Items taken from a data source
===============

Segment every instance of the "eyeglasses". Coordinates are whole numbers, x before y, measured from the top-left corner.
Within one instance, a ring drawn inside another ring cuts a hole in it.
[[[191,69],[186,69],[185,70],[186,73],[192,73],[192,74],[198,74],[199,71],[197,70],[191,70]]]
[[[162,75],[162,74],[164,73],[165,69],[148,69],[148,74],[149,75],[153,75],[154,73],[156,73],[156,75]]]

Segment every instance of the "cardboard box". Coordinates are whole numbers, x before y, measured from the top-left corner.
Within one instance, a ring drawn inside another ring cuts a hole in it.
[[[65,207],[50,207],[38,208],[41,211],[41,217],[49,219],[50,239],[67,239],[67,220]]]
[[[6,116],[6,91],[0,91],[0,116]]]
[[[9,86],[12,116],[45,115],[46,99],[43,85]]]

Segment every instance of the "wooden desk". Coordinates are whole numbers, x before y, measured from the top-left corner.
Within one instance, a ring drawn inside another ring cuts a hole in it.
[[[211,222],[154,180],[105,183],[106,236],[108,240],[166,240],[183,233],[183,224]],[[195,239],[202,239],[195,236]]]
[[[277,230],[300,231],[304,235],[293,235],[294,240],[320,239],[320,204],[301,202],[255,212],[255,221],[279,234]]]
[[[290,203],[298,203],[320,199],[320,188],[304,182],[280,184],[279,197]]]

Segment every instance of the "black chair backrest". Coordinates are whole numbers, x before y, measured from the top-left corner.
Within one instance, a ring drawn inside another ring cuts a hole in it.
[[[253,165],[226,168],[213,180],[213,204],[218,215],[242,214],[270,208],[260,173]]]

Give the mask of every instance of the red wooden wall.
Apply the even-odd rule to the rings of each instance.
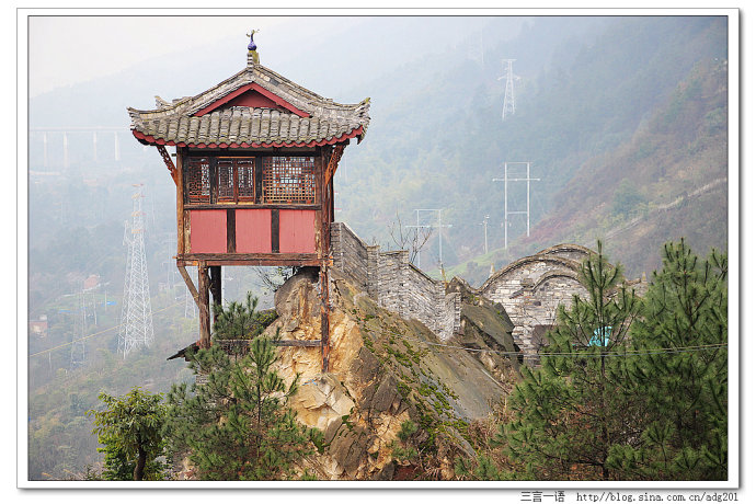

===============

:: To be done ::
Collect every line above that contains the string "wooden", and copy each such line in full.

:: Exercise result ::
Segment every instance of the "wooden desk". Coordinates are whole numbers, x before y, measured from the top-left corner.
Give the mask of every instance of the red wooden wall.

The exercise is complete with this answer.